WHAT NEEDS TO BE DONE. Please render every line of the records below as a Markdown table with two columns: Row for the row number and Line for the line itself. Leave out blank lines.
==== TASK MATERIAL
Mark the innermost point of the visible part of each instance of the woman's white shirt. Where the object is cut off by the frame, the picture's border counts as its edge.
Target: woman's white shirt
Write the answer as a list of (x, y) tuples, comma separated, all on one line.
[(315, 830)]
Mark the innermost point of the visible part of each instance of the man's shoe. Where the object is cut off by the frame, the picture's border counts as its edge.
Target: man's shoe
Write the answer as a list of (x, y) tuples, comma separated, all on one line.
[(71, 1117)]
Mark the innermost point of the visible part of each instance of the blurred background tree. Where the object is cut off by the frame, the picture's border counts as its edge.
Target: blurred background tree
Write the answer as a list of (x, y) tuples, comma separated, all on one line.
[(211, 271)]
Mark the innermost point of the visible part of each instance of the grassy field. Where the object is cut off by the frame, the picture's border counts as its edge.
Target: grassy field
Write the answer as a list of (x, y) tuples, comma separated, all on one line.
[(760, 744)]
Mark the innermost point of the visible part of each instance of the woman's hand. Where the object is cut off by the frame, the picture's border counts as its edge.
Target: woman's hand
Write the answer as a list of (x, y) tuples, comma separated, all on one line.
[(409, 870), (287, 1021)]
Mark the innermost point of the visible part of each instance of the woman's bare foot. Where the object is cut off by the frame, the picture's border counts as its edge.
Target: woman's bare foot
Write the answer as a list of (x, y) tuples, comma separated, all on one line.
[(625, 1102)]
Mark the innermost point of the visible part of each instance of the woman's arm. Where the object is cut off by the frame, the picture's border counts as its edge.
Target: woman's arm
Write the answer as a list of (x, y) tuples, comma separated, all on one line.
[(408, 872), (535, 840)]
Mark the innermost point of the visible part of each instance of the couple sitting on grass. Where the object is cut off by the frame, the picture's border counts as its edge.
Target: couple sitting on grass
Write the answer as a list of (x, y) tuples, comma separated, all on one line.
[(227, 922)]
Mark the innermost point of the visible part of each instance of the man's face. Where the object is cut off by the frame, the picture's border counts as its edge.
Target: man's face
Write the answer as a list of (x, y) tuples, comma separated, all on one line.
========
ANSWER TO THE PROBLEM.
| Row | Line |
|---|---|
| 1 | Mark the innermost point of the visible part of each instance of the woman's white shirt. Where the object is cut off by the frame, the picture's border counts as its edge. |
| 2 | Target: woman's white shirt |
| 3 | Write the answer as a list of (x, y) tuples, comma separated, all on one line. |
| 4 | [(315, 830)] |
| 5 | Mark the innermost point of the visible part of each instance of the man's shoe. Where the object is cut off by the frame, the picture's border counts as its edge. |
| 6 | Target: man's shoe |
| 7 | Write the answer as a list of (x, y) tuples, comma separated, all on one line. |
| 8 | [(71, 1117)] |
| 9 | Mark the innermost point of the visible part of each instance of the blurred background tree. Where the object is cut off by the frame, the picture's border counts as its edge. |
| 10 | Target: blurred background tree |
| 11 | Write the answer as a list of (x, y) tuples, comma separated, all on one line. |
| 12 | [(211, 271)] |
| 13 | Mark the innermost point of the visible part of each instance of the grassy field. Where the object is cut off by the frame, the picture's border counts as its edge. |
| 14 | Target: grassy field |
| 15 | Write the answer as a list of (x, y) tuples, comma separated, all on one line. |
| 16 | [(760, 744)] |
| 17 | Mark the innermost point of the visible part of each instance of the woman's hand. Where the object is cut off by the frame, the picture's border counts as its edge. |
| 18 | Target: woman's hand |
| 19 | Write the answer as a list of (x, y) tuples, comma separated, all on one line. |
| 20 | [(409, 870), (287, 1021)] |
| 21 | Mark the innermost point of the visible part of each instance of the woman's bare foot. Where the object is cut off by the frame, the picture's border counts as its edge. |
| 22 | Target: woman's bare foot |
| 23 | Write the answer as a list of (x, y) tuples, comma separated, all on one line. |
| 24 | [(625, 1102)] |
| 25 | Mark the innermost point of the visible part of each instance of the woman's arm. Where the object is cut off by the frame, the picture's border counts as its edge. |
| 26 | Target: woman's arm |
| 27 | Write the answer as a list of (x, y) tuples, comma separated, all on one line. |
| 28 | [(408, 872), (535, 840)] |
| 29 | Mark the innermost point of the visible part of each instance of the couple sitting on grass. Where the object is cut off by the frame, the picture's border counts as its edge. |
| 30 | Target: couple sitting on grass |
| 31 | Write the answer as a list of (x, y) tuples, comma separated, all on one line. |
| 32 | [(227, 922)] |
| 33 | Mark the innermost point of the visible part of each instance of the man's face. Where the object is cut off by the frame, the picture's border counts as its edge. |
| 34 | Target: man's face |
| 35 | Write the answer as a list of (x, y) tuples, comma separated, all on one line. |